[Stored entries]
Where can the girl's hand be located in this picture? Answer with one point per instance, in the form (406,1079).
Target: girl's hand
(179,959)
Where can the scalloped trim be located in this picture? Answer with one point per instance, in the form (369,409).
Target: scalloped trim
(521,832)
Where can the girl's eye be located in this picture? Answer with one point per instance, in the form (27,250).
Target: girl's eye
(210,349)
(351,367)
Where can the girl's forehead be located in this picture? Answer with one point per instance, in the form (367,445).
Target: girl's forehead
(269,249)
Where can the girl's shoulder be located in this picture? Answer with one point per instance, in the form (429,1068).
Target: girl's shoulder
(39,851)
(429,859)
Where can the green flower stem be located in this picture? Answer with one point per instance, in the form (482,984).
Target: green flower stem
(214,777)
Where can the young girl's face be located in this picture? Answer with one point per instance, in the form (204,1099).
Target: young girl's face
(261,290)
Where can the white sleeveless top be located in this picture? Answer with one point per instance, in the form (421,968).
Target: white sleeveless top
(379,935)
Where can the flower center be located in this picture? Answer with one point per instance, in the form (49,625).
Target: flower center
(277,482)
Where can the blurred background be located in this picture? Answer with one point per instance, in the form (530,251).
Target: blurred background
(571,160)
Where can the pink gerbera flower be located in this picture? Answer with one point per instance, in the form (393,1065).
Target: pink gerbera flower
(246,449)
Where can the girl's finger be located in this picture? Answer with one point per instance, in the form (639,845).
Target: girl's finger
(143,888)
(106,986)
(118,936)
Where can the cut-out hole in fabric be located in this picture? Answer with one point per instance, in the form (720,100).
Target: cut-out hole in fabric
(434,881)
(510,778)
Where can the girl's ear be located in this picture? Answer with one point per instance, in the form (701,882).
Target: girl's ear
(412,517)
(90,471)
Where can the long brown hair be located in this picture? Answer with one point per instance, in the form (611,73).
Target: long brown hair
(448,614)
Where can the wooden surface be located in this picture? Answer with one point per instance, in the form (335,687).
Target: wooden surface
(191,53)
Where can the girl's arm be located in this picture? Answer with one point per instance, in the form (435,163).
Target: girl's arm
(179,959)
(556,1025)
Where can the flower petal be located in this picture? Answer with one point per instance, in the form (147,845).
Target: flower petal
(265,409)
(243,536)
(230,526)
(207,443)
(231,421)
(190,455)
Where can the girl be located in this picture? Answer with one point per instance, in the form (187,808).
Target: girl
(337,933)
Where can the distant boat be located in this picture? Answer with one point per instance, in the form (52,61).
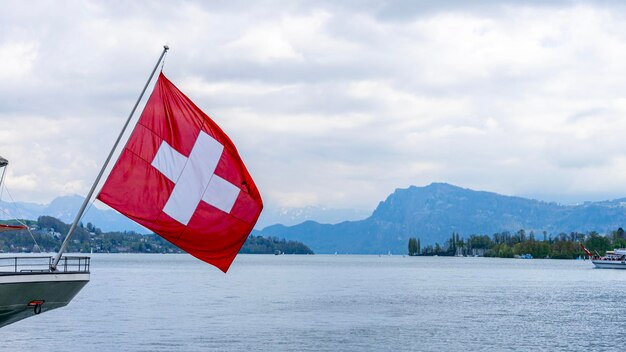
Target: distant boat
(615,259)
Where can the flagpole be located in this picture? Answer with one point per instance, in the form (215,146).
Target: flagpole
(53,266)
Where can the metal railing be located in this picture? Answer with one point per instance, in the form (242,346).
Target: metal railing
(33,264)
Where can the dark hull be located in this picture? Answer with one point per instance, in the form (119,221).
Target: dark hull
(19,289)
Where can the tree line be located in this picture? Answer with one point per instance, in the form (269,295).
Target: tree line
(508,245)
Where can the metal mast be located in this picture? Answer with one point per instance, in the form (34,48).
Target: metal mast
(53,266)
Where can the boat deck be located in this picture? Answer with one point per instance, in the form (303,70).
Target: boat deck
(25,265)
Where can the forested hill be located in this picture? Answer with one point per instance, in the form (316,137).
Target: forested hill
(48,233)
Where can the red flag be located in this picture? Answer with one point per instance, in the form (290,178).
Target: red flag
(180,176)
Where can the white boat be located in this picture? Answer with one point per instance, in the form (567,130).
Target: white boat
(615,259)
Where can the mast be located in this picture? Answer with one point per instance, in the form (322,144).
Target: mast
(53,266)
(3,163)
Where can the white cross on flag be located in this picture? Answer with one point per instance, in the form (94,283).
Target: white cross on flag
(181,176)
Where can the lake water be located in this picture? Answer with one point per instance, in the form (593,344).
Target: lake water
(142,302)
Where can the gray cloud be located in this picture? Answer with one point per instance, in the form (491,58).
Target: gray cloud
(330,103)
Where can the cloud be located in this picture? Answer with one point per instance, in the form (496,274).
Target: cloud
(333,104)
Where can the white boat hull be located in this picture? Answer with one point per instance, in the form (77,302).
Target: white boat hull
(609,264)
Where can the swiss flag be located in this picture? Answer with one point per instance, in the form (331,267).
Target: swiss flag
(181,176)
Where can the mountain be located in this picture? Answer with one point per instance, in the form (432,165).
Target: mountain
(65,209)
(432,213)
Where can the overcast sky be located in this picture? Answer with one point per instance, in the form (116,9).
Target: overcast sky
(330,103)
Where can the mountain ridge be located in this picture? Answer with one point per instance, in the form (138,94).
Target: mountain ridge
(433,212)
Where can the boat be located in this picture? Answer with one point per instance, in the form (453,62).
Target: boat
(189,186)
(29,285)
(615,259)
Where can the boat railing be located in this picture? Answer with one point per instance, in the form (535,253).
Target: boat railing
(41,264)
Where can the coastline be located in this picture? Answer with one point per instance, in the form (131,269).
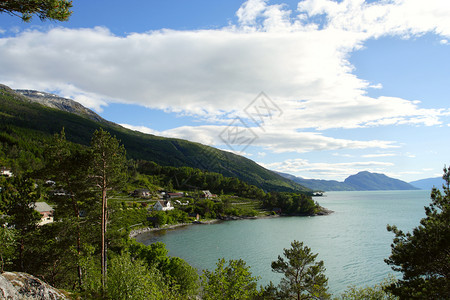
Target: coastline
(136,232)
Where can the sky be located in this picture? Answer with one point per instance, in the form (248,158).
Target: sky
(319,89)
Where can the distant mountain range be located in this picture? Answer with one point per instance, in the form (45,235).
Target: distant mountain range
(428,183)
(363,181)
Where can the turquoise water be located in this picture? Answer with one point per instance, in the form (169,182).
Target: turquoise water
(352,242)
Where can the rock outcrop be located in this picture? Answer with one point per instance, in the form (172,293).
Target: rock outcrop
(16,285)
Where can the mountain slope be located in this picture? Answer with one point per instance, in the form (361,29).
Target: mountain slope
(428,183)
(24,114)
(363,181)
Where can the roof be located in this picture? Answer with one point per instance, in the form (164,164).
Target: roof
(42,206)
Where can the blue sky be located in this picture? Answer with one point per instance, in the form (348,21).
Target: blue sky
(347,85)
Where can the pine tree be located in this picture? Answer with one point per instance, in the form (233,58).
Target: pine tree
(423,256)
(108,171)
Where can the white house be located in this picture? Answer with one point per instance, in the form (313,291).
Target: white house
(163,205)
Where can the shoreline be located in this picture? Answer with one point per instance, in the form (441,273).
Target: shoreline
(137,232)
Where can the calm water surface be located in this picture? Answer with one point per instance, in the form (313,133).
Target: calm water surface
(352,242)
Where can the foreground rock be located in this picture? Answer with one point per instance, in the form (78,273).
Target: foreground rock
(16,285)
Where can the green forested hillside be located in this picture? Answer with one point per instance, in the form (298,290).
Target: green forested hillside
(24,123)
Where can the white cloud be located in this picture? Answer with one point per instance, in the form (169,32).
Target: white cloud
(327,171)
(378,155)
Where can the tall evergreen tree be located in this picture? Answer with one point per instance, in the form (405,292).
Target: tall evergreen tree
(423,256)
(46,9)
(232,281)
(108,171)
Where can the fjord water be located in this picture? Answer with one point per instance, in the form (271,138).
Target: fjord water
(352,242)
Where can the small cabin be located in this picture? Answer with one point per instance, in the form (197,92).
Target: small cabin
(46,212)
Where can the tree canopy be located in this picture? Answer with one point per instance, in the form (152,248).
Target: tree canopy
(423,256)
(232,281)
(58,10)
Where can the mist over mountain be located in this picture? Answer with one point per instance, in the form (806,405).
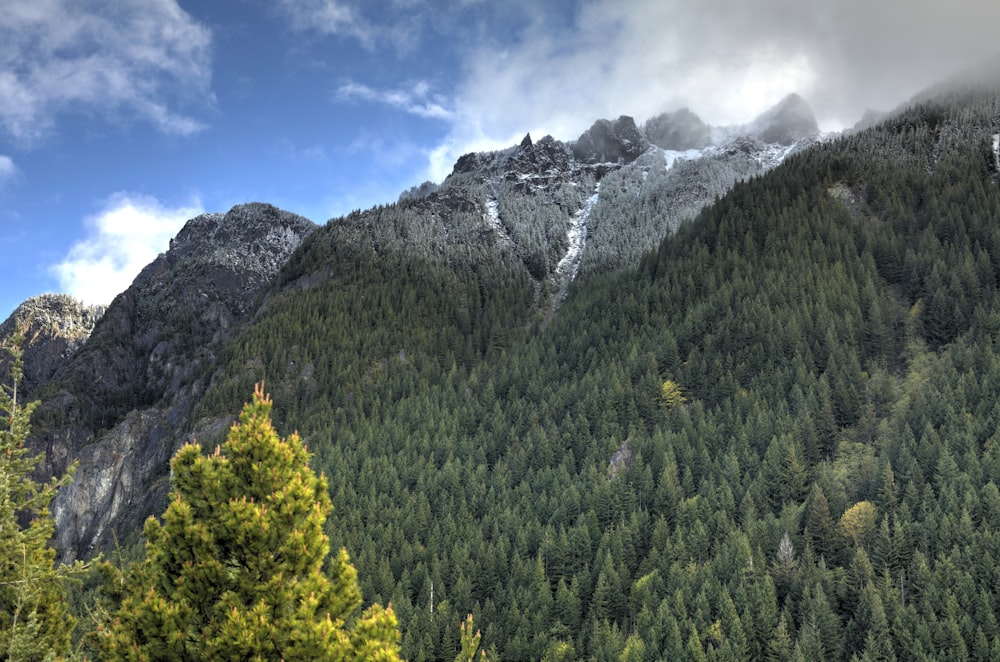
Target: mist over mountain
(666,390)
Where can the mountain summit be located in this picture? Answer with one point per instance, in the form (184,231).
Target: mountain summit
(788,122)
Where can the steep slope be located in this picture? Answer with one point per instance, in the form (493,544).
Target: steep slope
(831,324)
(120,404)
(54,327)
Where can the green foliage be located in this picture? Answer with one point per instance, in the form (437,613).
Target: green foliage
(671,394)
(34,619)
(235,570)
(858,522)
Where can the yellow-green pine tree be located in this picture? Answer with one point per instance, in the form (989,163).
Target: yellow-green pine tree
(235,569)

# WHAT YOU WILL DO
Make an exact copy of the records above, one that has none of the pictures.

# PROBLEM SOLUTION
Where can the girl's hand be located in this picture? Answer with one point per instance, in the form (406,1079).
Target: girl's hand
(179,959)
Where can the scalloped trim be located in this picture? Answer with one point per instance, in the form (369,409).
Target: scalloped trim
(521,832)
Where can the girl's eye be located in this picture? Answer with one point per instance, in the form (27,250).
Target: girl's eye
(210,349)
(351,367)
Where can the girl's forehead be located in this picture? Answer with one point per instance, in the form (367,445).
Target: girl's forehead
(269,249)
Where can the girl's shoulder be located in this picture? Answer with one point per instance, in the form (429,1068).
Target: girl's shoulder
(39,851)
(429,859)
Where can the green flower stem be located in this picture? Answer with one point per instance, in the form (482,984).
Target: green flower stem
(214,777)
Where can the young girl's face be located in this picture? Answer with one point per instance, in the form (204,1099).
Target: young girl's face
(261,290)
Where can the white sleeveless top be located in this picture? Answer with one point per instance, in the form (421,968).
Target: white sleeveless top
(379,935)
Where can the flower center be located in this picture? Answer with one point per instance, in the form (49,625).
Target: flower center
(277,482)
Where can the blurred background be located in this picture? Answer with one point per instance, in the form (530,251).
Target: blurred background
(571,160)
Where can the pink gerbera flower be located in this picture? Answer with one point per instance, in the form (393,1065).
Target: pink gerbera flower
(246,449)
Where can the girl's finger be located in this picture? Answer with one point per instance, in the form (639,845).
Target: girl's finger
(143,888)
(106,986)
(118,936)
Where can the cut-out hole in fabric be located in this picture? Answer with one point per instance, in the form (720,100).
Target: cut-out hole in fabric
(434,881)
(510,778)
Where can the girl's ear be located in this picture? Answer with one point per instance, in the form (701,882).
Target: girl's ear
(412,517)
(90,471)
Where can the long brown hair be located in this picture? Answer with one point per instance, in the form (611,73).
Target: long brown hair
(448,614)
Where can the wooden surface be located in this picture? Answer with one point per instance, in the form (335,687).
Target: wooden surface
(191,53)
Where can the girl's arm be located in this picture? Answer with one point per instance, in the form (435,163).
Target: girl's arm
(179,959)
(556,1025)
Where can the flower petal be located in this picture? Answer with one point per instance, in the form (147,845).
Target: flower petal
(265,409)
(243,536)
(230,526)
(207,443)
(231,421)
(190,455)
Where can the girl be located in this picture? Answer with one point per instance, in the form (187,808).
Target: girl
(337,933)
Where can the distant boat be located in this picture? Answer with one point per instance, in the form (52,61).
Target: distant boat
(615,259)
Where can the flagpole be located in this picture? Answer with one point per instance, in the form (215,146).
Target: flagpole
(53,266)
Where can the metal railing be located in this picture? Answer with one point per instance, in the form (242,346).
Target: metal railing
(33,264)
Where can the dark hull be located in this picture? Answer with one point per instance, in the form (119,221).
Target: dark hull
(19,289)
Where can the tree line be located in this picture? Answer with one point per instance, in the form (269,295).
Target: tree line
(508,245)
Where can the metal mast be located in this picture? Answer with one point per instance, in the form (34,48).
Target: metal mast
(53,266)
Where can the boat deck be located in this picture? Answer with one point per instance, in the form (303,70).
Target: boat deck
(25,265)
Where can the forested hill be located in this picture? Answer with one point per instance, in the form (316,137).
Target: forested hill
(48,233)
Where can the red flag be located in this picture? Answer with one point per instance, in the form (290,178).
Target: red flag
(180,176)
Where can the white boat be located in this picture? Answer with one point per instance, in the form (567,130).
Target: white boat
(615,259)
Where can the mast be located in this picture? Answer with one point per instance, in the form (322,144).
Target: mast
(53,266)
(3,163)
Where can the white cross on flag be located in this picture? Answer with one point per instance, in the form (94,283).
Target: white cross on flag
(181,176)
Where can the lake water be located in this picture? Answer with one point per instance, in the form (593,344).
Target: lake water
(142,302)
Where can the gray cloud be located in this picture? Answer with one point per instance, in the form (491,58).
Target: gray cloud
(330,103)
Where can the cloud be located in this picture? Answer with one point per instance, in the form (496,274).
Target: cloud
(333,104)
Where can the white boat hull be located in this picture? Answer with one point per instance, in the form (77,302).
Target: white boat hull
(609,264)
Where can the swiss flag be located in this picture? Answer with one point per instance, in the form (331,267).
Target: swiss flag
(181,176)
Where can the mountain be located in this picture? Answer with one point per instance, in the form (432,165).
Target: mountain
(65,209)
(432,213)
Where can the overcast sky be located in this picture? Answer with one point per instance, in the form (116,9).
Target: overcast sky
(330,103)
Where can the mountain ridge be located in this picture? Answer with one point per instance, in the form (138,94).
Target: mountain ridge
(433,212)
Where can the boat be located in this picture? Answer with one point per instance, in the form (453,62).
Target: boat
(189,186)
(29,285)
(615,259)
Where can the boat railing be located in this picture? Answer with one point per instance, in the form (535,253).
Target: boat railing
(41,264)
Where can the coastline be located in this picture? Answer with one point per instance, in the form (131,269).
Target: coastline
(136,232)
Where can the sky be located in this picture? Answer with one point per instance, in the form (248,158).
Target: sky
(319,89)
Where can the distant mountain range be located in this picture? Answer with one point per instance, in the form (45,235).
Target: distant mountain range
(428,183)
(363,181)
Where can the turquoise water be located in this picture? Answer with one point per instance, in the form (169,182).
Target: turquoise water
(352,242)
Where can the rock outcrop be located in this picture? Answer with one point per instance, in the form (172,293).
Target: rock outcrop
(16,285)
Where can the mountain slope be located in this picture? Answer with one point per instance, in the form (361,29).
Target: mountain slope
(428,183)
(24,114)
(363,181)
Where can the roof be located in this picture? Answer with one point per instance, in the form (164,164).
Target: roof
(42,206)
Where can the blue sky be located in this picture? Answer with one point per instance, in the form (348,21).
Target: blue sky
(347,85)
Where can the pine tree be located in this picture? Answer with one point per instance, in the form (233,58).
Target: pine tree
(423,256)
(108,171)
Where can the white house be located in this picture? Answer with one point per instance, in the form (313,291).
Target: white house
(163,205)
Where can the shoreline be located in this picture? Answer with one point per instance, in the form (441,273).
Target: shoreline
(137,232)
Where can the calm water surface be located in this picture? Answer with one point per instance, in the form (313,133).
Target: calm water surface
(352,242)
Where can the foreground rock be located in this picture? Answer with one point per instance, in the form (78,273).
Target: foreground rock
(16,285)
Where can the green forested hillside be located in this picture? Answer with one point per instance, in the form (298,290).
Target: green forested hillside
(24,123)
Where can the white cloud be located in this picture? Answer with one point per instance, in the form (169,32).
Target: white cloud
(327,171)
(378,155)
Where can the tall evergreen tree be located in this picture? Answer with one point per instance, in the form (405,292).
Target: tall evergreen tree
(423,256)
(46,9)
(232,281)
(108,171)
Where can the fjord water be located in this picture? Answer with one point per instance, in the form (271,138).
Target: fjord water
(352,242)
Where can the small cabin be located in this picture? Answer with one point per instance, in the form (197,92).
Target: small cabin
(46,212)
Where can the tree canopy be located in this picture? Answer with one point per instance, in the form (152,248).
Target: tree canopy
(423,256)
(232,281)
(58,10)
Where can the mist over mountain be located in this picture? Answer with one point per instance, in the form (806,405).
Target: mist over mountain
(666,390)
Where can the mountain summit be located in this picture? Answer with one point per instance, in the form (184,231).
Target: mountain summit
(788,122)
Where can the steep slope be located in this picture? Answer with one point per instance, in the form (493,544).
Target: steep slope
(831,324)
(120,404)
(54,327)
Where can the green foliage be located in this picture? Answer with one point per instance, in the form (437,613).
Target: green foliage
(671,394)
(34,619)
(235,570)
(858,522)
Where can the yellow-green pine tree be located in this picture? Answer with one point per instance, in the form (989,163).
Target: yellow-green pine tree
(235,569)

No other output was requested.